[start SOURCE EXCERPT]
I am a 25-year-old bi female with a bi male partner. My boyfriend likes stuff up his butt—really likes it. I am continually shocked by his ability and willingness to take on new challenges in this department. After a few months of playing with plugs and vibrators, I asked him if he would be up for pegging. He responded enthusiastically.

Our first attempt gave me a real appreciation for what guys do—all that thrusting isn't as easy as it looks! My boyfriend appreciated my efforts, but he wants me to thrust faster, deeper, and harder. Basically, he wants to be fucked like he's my prison bitch. Is this kind of "rough" anal sex safe? Everything I've read about anal sex says to take it slow and easy. I want to give him what he wants, but I don't want to hurt him.

Timid Top In Tacoma

"Sounds to me like TTIT hasn't seen much gay fisting porn," says Violet Blue—blogger, columnist, and author of The Adventurous Couple's Guide to Strap-On Sex, just published by Cleis Press. "Once she sees what looks like guys parking backhoes in each other's butts, she'll realize just how resilient this little cavity can be."

But first, a few words about pegging—aka strap-on sex—for recent high-school graduates and other new readers of this column. Once upon a time, women were doing guys in their asses with strap-on dildos and it was good. But when a guy wanted to ask for it, or a girl wanted to propose it, they had to say, "Hey, would you be willing to do me/would you let me do you in the ass with a strap-on dildo?" Annoyed by this mouthful, a Savage Love reader suggested that I harness the collective wisdom of my readers and come up with a name for girls fucking guys' butts, and "pegging" won. It's crisp, clean, and easily conjugated: He asked her to peg him; she loves pegging him; they pegged all night long.

However, while my readers christened the term pegging, they didn't invent the act. "Pegging started showing up in porn circa 1970 and became an increasingly popular sex act for straight kids once strap-on harnesses became commercially available in the 1990s," says Violet. "As I explain in my book, strap-on sex was so misunderstood by mainstream porn producers that indie-porn companies made films like Bend Over Boyfriend," which walked couples through the mechanics of pegging, while at the same time demonstrating just how hot it could be.

But hip porn, commercially available harnesses, and catchy names can't account for the boom in girl-on-boy anal sex, can they? What's driving the pegging craze? "Perhaps straight guys are more interested in having women play with their asses because of increased awareness about prostate health," says Violet. "Or maybe, guys are just more comfortable and confident about their heterosexuality."
[end SOURCE EXCERPT]
GIVEN EXERCISE |
Please continue the advice column about pegging, picking up right after its final sentence.
[start DATASET EXCERPTS]
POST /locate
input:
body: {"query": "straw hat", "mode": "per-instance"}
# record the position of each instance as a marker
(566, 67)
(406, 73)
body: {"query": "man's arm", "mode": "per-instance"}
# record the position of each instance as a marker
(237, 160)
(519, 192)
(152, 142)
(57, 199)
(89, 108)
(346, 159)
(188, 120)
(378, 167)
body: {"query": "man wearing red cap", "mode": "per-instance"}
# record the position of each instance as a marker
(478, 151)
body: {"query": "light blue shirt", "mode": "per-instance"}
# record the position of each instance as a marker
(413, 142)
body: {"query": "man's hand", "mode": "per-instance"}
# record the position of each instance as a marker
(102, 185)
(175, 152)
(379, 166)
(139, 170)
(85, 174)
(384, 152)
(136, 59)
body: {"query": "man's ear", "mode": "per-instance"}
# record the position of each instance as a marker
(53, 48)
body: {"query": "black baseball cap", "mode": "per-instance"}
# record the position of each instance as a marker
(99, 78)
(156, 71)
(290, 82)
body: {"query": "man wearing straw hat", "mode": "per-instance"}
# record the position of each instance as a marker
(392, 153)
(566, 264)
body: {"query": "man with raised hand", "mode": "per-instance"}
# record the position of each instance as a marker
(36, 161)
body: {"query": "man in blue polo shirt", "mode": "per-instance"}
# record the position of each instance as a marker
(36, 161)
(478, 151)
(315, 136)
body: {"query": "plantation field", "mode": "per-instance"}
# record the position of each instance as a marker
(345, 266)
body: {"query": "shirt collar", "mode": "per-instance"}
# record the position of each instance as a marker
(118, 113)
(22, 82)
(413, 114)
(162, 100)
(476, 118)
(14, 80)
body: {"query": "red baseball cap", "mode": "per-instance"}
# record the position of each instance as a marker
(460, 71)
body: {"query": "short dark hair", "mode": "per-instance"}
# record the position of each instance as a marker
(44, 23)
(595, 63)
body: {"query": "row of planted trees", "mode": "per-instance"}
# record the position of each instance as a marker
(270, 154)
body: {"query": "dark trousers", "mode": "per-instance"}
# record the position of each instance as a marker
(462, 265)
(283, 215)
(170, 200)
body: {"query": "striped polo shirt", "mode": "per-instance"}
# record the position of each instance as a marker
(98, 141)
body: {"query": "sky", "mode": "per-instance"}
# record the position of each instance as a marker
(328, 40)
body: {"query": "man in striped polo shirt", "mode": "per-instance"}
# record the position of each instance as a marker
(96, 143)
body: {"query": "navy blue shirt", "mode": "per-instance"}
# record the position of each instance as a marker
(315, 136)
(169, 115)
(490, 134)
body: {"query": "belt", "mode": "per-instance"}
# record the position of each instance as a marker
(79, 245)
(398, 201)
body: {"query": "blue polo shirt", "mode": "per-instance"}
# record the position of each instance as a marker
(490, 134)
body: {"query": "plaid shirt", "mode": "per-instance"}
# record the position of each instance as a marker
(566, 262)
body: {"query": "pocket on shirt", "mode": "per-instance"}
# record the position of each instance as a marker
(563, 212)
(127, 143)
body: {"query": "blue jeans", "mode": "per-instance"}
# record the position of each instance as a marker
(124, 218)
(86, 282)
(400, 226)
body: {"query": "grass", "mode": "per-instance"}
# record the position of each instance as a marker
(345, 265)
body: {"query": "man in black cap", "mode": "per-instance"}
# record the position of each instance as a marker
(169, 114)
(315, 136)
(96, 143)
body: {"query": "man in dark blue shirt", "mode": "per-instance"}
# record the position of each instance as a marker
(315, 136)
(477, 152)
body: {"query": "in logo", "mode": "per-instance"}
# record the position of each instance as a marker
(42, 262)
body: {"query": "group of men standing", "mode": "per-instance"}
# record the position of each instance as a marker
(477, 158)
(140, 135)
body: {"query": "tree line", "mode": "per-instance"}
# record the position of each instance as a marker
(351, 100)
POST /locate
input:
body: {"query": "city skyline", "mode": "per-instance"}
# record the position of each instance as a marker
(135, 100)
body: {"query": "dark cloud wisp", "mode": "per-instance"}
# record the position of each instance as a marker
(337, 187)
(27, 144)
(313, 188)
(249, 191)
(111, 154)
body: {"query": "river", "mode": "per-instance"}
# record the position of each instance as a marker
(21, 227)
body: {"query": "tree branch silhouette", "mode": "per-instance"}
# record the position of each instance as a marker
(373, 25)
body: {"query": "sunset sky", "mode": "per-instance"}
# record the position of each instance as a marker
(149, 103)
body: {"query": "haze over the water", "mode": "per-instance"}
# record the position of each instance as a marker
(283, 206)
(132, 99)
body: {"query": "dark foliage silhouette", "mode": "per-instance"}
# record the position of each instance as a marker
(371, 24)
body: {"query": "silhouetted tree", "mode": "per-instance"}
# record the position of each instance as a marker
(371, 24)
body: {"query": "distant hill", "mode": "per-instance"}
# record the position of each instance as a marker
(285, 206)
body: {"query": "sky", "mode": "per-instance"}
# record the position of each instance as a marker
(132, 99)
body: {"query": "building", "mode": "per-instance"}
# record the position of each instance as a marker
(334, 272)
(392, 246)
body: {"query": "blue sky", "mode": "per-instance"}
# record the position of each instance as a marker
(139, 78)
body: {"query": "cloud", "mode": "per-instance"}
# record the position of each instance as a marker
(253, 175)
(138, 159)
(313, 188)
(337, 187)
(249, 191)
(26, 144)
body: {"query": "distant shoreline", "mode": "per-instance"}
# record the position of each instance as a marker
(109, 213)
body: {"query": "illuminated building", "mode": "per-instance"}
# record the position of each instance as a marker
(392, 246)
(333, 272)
[end DATASET EXCERPTS]
[start DATASET EXCERPTS]
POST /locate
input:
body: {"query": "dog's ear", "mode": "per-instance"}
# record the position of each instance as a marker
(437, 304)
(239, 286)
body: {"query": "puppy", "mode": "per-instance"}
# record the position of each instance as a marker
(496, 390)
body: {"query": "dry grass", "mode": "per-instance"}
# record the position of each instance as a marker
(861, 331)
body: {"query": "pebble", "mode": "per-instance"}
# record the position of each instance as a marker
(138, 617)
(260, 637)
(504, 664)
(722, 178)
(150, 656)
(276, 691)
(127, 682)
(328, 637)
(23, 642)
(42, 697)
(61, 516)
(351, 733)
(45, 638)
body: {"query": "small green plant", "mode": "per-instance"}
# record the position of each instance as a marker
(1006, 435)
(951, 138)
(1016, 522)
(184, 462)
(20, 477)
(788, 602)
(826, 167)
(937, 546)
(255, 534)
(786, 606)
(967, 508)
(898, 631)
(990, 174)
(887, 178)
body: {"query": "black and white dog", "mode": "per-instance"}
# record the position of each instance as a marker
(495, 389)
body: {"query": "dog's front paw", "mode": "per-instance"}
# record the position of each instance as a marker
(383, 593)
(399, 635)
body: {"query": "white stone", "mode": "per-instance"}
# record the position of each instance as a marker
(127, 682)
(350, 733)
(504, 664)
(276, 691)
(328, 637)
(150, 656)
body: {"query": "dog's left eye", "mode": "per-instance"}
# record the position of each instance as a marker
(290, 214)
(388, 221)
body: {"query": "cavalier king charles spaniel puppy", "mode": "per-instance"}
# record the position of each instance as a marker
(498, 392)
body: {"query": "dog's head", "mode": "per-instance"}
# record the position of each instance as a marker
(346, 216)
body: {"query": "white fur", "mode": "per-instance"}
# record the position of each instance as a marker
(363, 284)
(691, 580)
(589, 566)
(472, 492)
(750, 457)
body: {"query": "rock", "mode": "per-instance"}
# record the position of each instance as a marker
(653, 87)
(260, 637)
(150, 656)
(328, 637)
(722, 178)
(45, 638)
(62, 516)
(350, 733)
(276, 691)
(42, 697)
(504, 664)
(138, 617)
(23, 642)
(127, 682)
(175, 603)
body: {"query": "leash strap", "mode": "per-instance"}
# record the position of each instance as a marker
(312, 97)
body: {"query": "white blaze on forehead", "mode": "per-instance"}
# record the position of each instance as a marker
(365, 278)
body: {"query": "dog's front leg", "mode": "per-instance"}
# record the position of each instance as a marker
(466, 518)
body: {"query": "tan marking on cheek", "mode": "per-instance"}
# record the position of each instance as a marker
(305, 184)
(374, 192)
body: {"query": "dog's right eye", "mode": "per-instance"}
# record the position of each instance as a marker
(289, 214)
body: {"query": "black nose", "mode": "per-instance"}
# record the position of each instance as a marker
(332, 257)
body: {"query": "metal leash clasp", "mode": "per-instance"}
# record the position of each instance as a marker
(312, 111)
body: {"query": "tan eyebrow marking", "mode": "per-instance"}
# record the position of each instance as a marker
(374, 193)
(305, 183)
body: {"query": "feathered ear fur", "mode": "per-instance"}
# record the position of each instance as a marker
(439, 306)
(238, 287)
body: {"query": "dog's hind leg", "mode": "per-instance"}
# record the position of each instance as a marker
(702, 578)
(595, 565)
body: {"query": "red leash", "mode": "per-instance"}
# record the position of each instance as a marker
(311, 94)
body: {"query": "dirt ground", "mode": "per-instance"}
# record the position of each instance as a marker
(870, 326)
[end DATASET EXCERPTS]
[start DATASET EXCERPTS]
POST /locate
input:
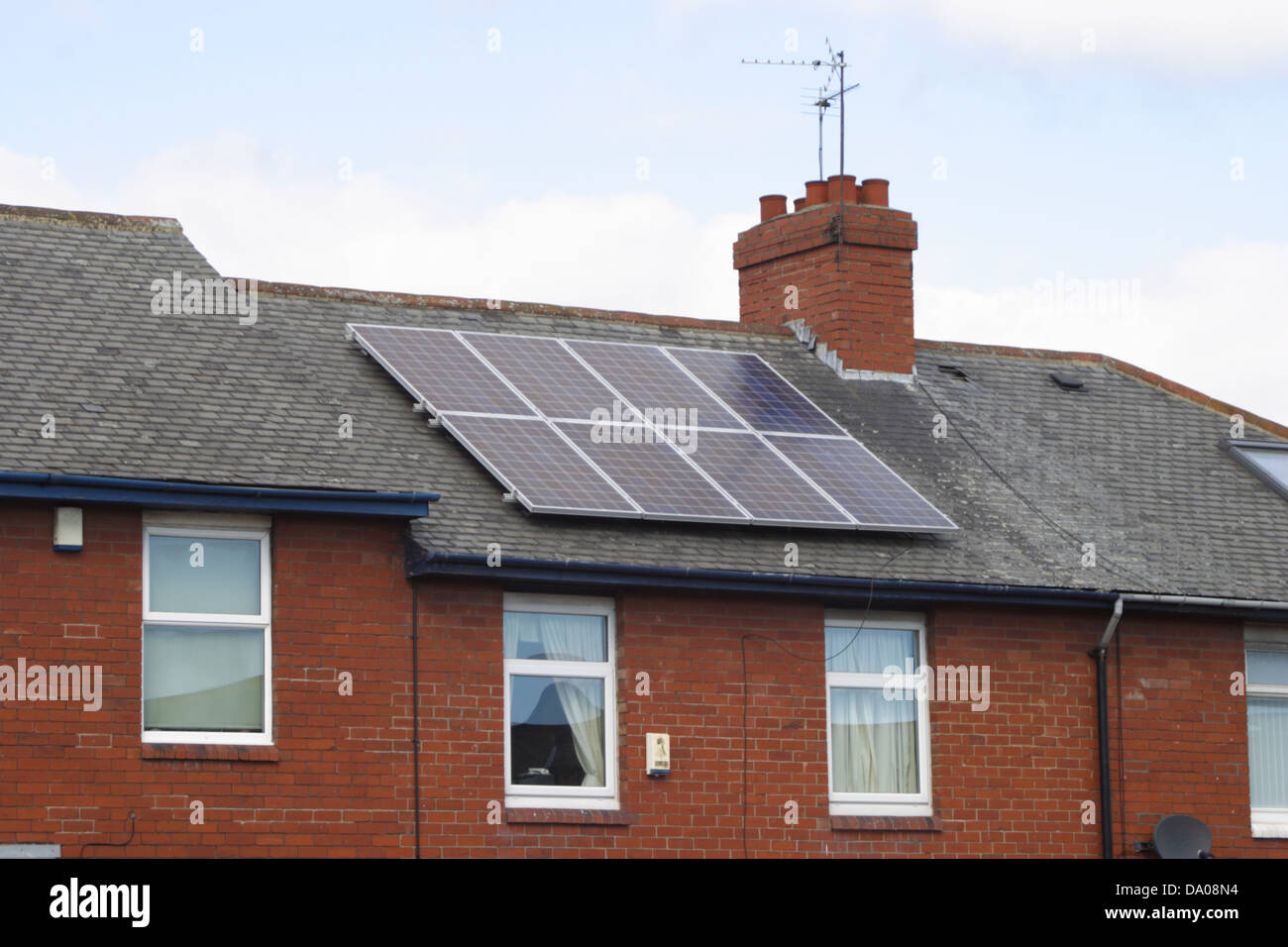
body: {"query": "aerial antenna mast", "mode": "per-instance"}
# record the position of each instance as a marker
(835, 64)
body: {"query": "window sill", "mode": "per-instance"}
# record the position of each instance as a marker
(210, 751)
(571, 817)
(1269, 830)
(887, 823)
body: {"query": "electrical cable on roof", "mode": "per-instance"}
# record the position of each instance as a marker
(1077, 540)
[end DATASET EXCERPTS]
ANSWER TO THIS TASK |
So more and more guys like it—but what about guys who like it rough? "TTIT should take it slow and easy at first," says Violet, "until her guy indicates that he's ready for more, and then she should certainly give it to him. She should use LOTS of lube—she may want to invest in a lube syringe, which is what those ass athletes in porn use. But she's the guardian of his anal safety at all times and should pay close attention and proceed carefully."


I've been dating a wonderful guy for a year. Two months into our relationship, he expressed his desire to be penetrated. We bought a strap-on, and he sucked my new dick and I pegged him. Honestly, it turned me on as much as it did him. Then he started talking about wanting to suck a real dick. I was okay with having a threesome with a trusted bi guy friend who could pay us equal attention. It went well and we all had fun.

But now he wants to have a real cock up his ass, and I am less okay with it. Every time we have sex, he requests ass play. We never have vaginal intercourse anymore unless I ask. How soon will it be before I am left out entirely? Have I just been the testing ground for a shy gay boy who is now coming to fully realize that he would rather be with men than women?

Pegged Out Of The Hole

"In my book, I go on for miles about how pegging doesn't in any way make, or create, homosexuality," says Violet. "But POOTH's concerns about being left out are real, regardless of what her boyfriend is trying to figure out."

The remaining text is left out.